▶ [WORK TASK]
Copy out exactly the lines below that run from the one holding "Query: submerged rock" to the one holding "Query: dead branch in water", keeping both of those lines and no others.

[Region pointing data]
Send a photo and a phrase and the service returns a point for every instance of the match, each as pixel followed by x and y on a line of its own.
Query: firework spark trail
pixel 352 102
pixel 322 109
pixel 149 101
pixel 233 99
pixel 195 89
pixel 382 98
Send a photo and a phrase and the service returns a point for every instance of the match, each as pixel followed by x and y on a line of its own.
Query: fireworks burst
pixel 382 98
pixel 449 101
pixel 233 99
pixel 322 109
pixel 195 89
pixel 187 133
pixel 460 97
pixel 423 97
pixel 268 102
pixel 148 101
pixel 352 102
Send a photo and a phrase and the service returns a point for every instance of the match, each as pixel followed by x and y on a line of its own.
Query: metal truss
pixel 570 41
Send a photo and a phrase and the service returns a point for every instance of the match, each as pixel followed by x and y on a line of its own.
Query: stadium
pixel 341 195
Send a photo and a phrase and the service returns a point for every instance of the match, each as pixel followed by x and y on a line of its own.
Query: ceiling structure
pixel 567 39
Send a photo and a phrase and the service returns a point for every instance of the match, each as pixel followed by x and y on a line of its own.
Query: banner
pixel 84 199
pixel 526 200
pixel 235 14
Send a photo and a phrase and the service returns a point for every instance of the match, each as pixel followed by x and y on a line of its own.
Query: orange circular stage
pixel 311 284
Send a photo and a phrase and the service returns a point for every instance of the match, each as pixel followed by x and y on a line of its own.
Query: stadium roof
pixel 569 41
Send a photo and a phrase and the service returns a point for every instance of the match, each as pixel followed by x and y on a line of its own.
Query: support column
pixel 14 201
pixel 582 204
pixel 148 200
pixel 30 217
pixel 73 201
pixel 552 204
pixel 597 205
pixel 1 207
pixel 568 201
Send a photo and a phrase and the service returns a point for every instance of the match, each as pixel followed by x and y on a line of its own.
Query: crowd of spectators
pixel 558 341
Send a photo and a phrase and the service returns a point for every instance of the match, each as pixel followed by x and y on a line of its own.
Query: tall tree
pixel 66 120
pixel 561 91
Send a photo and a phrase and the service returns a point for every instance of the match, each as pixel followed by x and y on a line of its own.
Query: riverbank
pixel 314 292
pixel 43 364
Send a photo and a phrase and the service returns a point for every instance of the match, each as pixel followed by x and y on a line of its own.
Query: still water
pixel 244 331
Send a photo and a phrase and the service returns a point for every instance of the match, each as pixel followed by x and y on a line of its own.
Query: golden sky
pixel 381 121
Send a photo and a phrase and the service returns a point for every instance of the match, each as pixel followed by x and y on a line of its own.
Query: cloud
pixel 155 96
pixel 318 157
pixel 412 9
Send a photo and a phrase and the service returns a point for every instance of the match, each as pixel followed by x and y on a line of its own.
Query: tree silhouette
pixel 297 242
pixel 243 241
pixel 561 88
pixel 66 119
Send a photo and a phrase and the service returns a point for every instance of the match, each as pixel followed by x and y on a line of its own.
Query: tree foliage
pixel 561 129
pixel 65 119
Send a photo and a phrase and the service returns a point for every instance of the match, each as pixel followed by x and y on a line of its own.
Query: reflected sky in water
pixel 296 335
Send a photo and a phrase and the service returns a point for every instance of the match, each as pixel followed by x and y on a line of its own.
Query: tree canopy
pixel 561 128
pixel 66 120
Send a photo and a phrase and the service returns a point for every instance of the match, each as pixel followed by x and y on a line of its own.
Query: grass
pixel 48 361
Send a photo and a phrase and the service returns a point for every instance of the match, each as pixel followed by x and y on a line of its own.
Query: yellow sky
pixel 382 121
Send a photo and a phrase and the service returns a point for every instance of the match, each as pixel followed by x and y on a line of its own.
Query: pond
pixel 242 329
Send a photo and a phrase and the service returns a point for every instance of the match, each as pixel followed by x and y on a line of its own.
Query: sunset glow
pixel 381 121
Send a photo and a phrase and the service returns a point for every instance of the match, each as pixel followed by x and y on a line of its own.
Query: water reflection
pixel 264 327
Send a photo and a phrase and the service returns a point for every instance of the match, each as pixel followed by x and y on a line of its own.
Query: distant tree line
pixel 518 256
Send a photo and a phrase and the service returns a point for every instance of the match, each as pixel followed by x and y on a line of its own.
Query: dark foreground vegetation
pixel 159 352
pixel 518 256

* * *

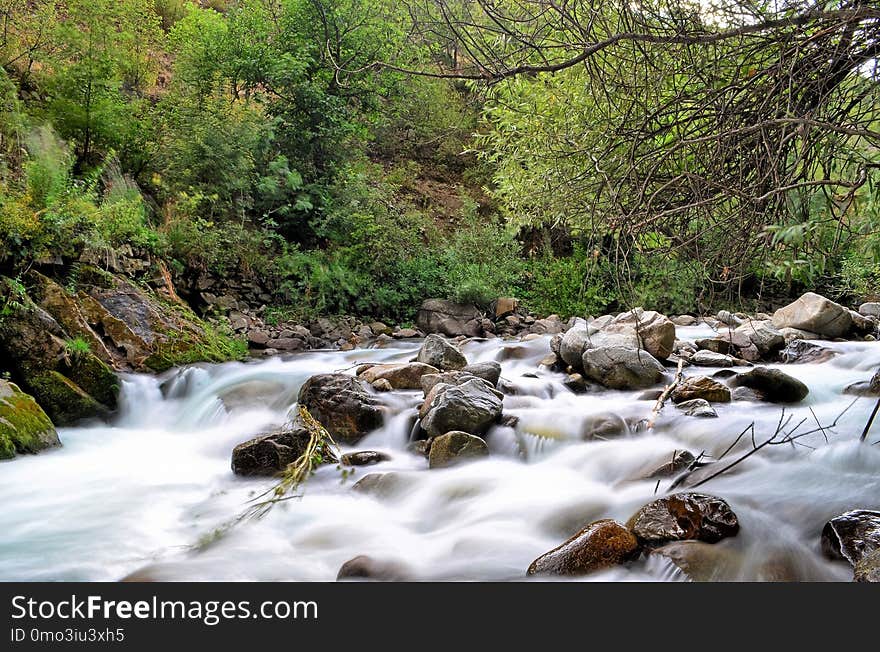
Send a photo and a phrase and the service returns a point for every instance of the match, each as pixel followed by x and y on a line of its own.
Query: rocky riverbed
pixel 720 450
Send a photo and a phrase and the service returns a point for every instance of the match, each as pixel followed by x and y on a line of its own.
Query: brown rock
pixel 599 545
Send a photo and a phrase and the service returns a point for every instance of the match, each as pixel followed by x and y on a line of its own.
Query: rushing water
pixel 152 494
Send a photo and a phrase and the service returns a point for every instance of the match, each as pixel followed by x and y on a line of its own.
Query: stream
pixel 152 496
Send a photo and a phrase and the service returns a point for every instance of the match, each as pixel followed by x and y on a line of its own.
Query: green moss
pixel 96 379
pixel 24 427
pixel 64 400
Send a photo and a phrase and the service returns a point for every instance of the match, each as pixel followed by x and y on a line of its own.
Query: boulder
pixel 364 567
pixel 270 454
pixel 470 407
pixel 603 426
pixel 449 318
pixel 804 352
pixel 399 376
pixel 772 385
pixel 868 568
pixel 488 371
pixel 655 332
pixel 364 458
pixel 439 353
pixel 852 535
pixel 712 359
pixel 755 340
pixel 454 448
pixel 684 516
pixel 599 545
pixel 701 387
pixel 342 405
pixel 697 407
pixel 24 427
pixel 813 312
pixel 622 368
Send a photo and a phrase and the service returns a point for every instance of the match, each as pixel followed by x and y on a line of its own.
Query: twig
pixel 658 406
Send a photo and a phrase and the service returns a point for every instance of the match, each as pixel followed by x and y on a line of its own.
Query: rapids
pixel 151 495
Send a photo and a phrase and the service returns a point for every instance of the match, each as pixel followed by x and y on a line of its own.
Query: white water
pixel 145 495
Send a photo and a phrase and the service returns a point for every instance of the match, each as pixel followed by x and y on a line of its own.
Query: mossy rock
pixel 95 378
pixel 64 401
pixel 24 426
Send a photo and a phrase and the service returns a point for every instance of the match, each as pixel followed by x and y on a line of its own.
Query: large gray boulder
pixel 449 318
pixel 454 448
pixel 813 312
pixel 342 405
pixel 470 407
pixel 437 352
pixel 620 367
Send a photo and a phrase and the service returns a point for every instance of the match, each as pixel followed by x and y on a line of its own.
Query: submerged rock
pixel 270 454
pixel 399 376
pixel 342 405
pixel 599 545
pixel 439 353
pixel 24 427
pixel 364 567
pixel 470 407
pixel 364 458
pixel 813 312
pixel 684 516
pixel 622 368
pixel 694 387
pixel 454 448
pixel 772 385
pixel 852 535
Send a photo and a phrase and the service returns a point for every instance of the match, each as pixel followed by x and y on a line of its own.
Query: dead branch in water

▶ [EXERCISE ANSWER]
Query: submerged rock
pixel 270 454
pixel 399 376
pixel 342 405
pixel 599 545
pixel 439 353
pixel 24 427
pixel 364 567
pixel 470 407
pixel 364 458
pixel 813 312
pixel 684 516
pixel 622 368
pixel 694 387
pixel 454 448
pixel 772 385
pixel 852 535
Send a photo and a phrase and the service returns a point for every instance of the match, each as pixel followed by x and y on a line of its own.
Query: dead branch in water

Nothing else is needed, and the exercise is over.